(GIVEN TASK)
Update the data from the line with "Please trace the outline of every instance of the woven" up to and including the line with "Give the mask of the woven round placemat.", replacing "woven round placemat" with "round wicker placemat" and leaving everything else unchanged. Return only those lines.

(DATASET EXCERPTS)

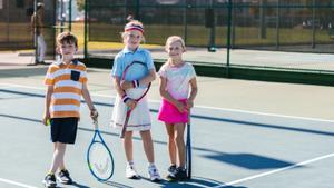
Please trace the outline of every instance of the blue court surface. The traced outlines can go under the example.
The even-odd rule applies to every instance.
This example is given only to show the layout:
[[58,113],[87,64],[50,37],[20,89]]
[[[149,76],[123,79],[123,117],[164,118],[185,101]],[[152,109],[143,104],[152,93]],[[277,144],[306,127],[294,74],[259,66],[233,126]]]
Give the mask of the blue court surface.
[[[41,78],[35,81],[40,83]],[[3,188],[43,187],[41,180],[51,162],[49,127],[41,123],[45,90],[26,81],[0,82],[0,187]],[[109,127],[114,97],[99,95],[98,87],[92,89],[91,96],[100,113],[102,137],[114,155],[115,174],[109,181],[99,182],[88,170],[86,152],[94,126],[82,103],[77,142],[68,146],[66,154],[66,165],[75,184],[58,184],[60,187],[333,187],[333,120],[206,106],[196,106],[191,115],[191,180],[150,182],[146,178],[147,160],[138,133],[135,133],[134,156],[143,178],[126,179],[119,131]],[[167,136],[164,125],[157,121],[158,108],[158,101],[150,101],[156,164],[165,177],[169,165]]]

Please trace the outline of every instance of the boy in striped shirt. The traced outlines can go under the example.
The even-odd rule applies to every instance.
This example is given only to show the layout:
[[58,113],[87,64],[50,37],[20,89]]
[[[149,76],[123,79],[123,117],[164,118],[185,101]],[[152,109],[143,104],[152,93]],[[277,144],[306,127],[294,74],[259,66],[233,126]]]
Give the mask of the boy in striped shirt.
[[50,122],[55,146],[52,164],[43,179],[46,187],[57,186],[55,174],[58,169],[57,179],[62,184],[72,184],[63,156],[66,146],[76,141],[81,96],[90,109],[90,117],[96,119],[98,116],[87,88],[86,66],[73,59],[77,50],[78,40],[72,33],[58,34],[57,52],[61,55],[61,60],[50,65],[45,79],[48,88],[42,121],[45,125]]

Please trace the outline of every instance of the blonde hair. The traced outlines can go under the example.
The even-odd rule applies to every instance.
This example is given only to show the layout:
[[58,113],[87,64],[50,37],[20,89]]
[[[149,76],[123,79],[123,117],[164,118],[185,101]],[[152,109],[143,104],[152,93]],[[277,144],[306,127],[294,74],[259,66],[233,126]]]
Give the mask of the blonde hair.
[[[128,17],[127,20],[129,21],[125,27],[124,27],[124,32],[120,32],[120,36],[122,38],[122,40],[125,39],[126,34],[128,31],[130,30],[138,30],[143,33],[143,37],[141,37],[141,42],[145,42],[145,38],[144,38],[144,24],[138,21],[138,20],[135,20],[132,19],[132,17]],[[128,28],[131,28],[131,29],[128,29]]]
[[[174,43],[174,42],[180,42],[183,49],[184,49],[184,52],[186,51],[186,44],[185,44],[185,41],[181,37],[179,36],[170,36],[167,38],[166,40],[166,44],[165,44],[165,50],[167,51],[168,49],[168,46],[170,43]],[[168,58],[167,61],[165,62],[165,66],[169,66],[171,63],[171,58]]]
[[69,32],[61,32],[57,36],[57,47],[60,47],[62,43],[75,43],[76,48],[78,48],[78,39],[77,37]]
[[186,51],[186,44],[185,44],[185,41],[181,37],[179,36],[170,36],[168,37],[168,39],[166,40],[166,44],[165,44],[165,49],[167,50],[168,49],[168,46],[170,43],[174,43],[174,42],[180,42],[183,48],[184,48],[184,51]]

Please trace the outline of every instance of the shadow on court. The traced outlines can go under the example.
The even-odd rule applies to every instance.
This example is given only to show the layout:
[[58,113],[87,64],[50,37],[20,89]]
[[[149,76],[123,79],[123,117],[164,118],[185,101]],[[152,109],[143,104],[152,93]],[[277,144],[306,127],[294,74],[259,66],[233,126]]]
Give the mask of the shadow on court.
[[[188,187],[188,188],[199,188],[199,187],[215,187],[224,185],[222,181],[217,181],[214,179],[209,178],[203,178],[203,177],[193,177],[188,181],[179,181],[179,182],[169,182],[169,181],[164,181],[161,184],[163,188],[181,188],[181,187]],[[227,186],[226,188],[246,188],[243,186]]]
[[294,165],[288,161],[253,154],[225,154],[216,151],[213,155],[204,155],[204,157],[252,170],[284,168]]
[[85,185],[81,185],[77,181],[73,181],[73,184],[71,185],[72,187],[78,187],[78,188],[90,188],[89,186],[85,186]]

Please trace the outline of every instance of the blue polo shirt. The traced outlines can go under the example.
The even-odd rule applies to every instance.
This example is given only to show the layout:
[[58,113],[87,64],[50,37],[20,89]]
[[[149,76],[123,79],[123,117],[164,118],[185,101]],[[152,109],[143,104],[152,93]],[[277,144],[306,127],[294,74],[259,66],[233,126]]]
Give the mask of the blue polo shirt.
[[[132,61],[140,61],[147,66],[147,69],[155,70],[154,61],[151,55],[148,50],[138,48],[136,51],[131,51],[128,48],[124,48],[119,53],[116,55],[114,60],[114,66],[111,69],[112,77],[122,77],[125,68],[130,65]],[[140,78],[138,72],[131,72],[131,75],[126,76],[126,80],[135,80]]]

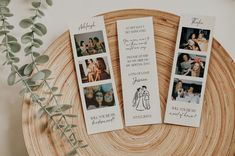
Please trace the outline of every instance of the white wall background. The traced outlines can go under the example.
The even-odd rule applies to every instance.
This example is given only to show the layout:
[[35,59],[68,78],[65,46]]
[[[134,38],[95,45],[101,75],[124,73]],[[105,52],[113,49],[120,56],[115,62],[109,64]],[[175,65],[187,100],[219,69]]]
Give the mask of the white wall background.
[[[30,15],[31,0],[11,1],[10,8],[15,16],[10,21],[17,24],[21,18]],[[235,59],[235,0],[54,0],[54,6],[46,11],[47,16],[43,19],[48,26],[48,34],[44,37],[42,51],[68,30],[68,19],[78,20],[83,16],[128,8],[216,16],[214,36]],[[20,37],[22,31],[24,30],[17,27],[14,34]],[[4,55],[0,54],[0,64],[3,62]],[[20,86],[7,86],[7,66],[0,66],[0,73],[0,155],[24,156],[27,155],[27,151],[21,127],[22,99],[18,95]]]

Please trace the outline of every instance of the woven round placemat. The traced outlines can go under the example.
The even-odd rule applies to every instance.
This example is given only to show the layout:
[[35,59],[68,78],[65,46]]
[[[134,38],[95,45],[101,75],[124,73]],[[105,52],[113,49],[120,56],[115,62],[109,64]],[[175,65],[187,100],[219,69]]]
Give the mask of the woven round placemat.
[[[166,108],[170,73],[174,57],[179,16],[157,10],[121,10],[105,13],[105,24],[117,86],[120,109],[122,88],[120,78],[116,20],[152,16],[162,117]],[[235,63],[225,49],[213,39],[209,74],[199,128],[169,124],[125,127],[123,130],[87,135],[69,33],[61,35],[45,52],[50,61],[44,67],[53,71],[52,83],[64,96],[61,102],[74,104],[71,112],[78,114],[73,122],[75,132],[89,146],[79,150],[85,156],[115,155],[234,155],[235,154]],[[23,101],[22,124],[29,155],[65,155],[70,146],[56,132],[45,127],[47,120],[38,120],[38,107]]]

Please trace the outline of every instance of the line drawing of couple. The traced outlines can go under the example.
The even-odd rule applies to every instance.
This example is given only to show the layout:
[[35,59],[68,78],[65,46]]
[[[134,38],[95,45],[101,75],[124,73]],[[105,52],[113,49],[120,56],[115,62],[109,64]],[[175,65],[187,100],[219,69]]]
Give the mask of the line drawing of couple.
[[149,91],[147,90],[147,87],[146,86],[139,87],[136,90],[134,98],[132,100],[133,103],[132,106],[137,111],[149,110],[151,108],[149,100],[150,100],[150,94]]

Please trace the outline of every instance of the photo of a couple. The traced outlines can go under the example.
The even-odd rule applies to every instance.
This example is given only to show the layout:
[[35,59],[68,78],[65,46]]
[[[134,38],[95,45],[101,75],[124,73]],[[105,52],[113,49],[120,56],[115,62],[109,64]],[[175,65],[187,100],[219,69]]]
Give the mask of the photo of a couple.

(FINISHED EXERCISE)
Please trace the outline of every instance of the round wicker placemat. The traced outlines can go under the example.
The even-odd rule applies to every instance.
This example is given only to show the layout:
[[35,59],[68,78],[65,46]]
[[[134,38],[95,45],[101,75],[124,73]],[[105,52],[113,49],[120,56],[115,62],[109,64]],[[175,65],[187,100],[219,69]]]
Give the mask of the round wicker placemat.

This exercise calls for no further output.